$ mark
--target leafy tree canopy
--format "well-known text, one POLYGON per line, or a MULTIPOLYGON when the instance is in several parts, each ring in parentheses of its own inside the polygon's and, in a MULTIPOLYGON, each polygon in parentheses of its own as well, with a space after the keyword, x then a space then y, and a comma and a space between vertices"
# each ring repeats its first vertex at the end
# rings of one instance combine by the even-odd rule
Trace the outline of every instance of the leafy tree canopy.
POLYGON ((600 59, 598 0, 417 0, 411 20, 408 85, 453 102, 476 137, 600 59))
★ ★ ★
Problem to solve:
All records shown above must be set down again verbatim.

Answer space:
$ mark
--target leafy tree canopy
--format "well-known text, one POLYGON per line, or a MULTIPOLYGON when the instance is in several parts, each ring in parentheses of its own inside the polygon's and, in a MULTIPOLYGON, each polygon in parentheses of its own as well, with a space after the keyword, x then a space then y, and a comma and a space between vertices"
# each ring repeats its first vertex at the end
# rings of one instance combine by the even-odd rule
Trace the outline of every instance of the leafy tree canopy.
POLYGON ((600 59, 598 0, 417 0, 411 20, 408 85, 453 102, 476 137, 600 59))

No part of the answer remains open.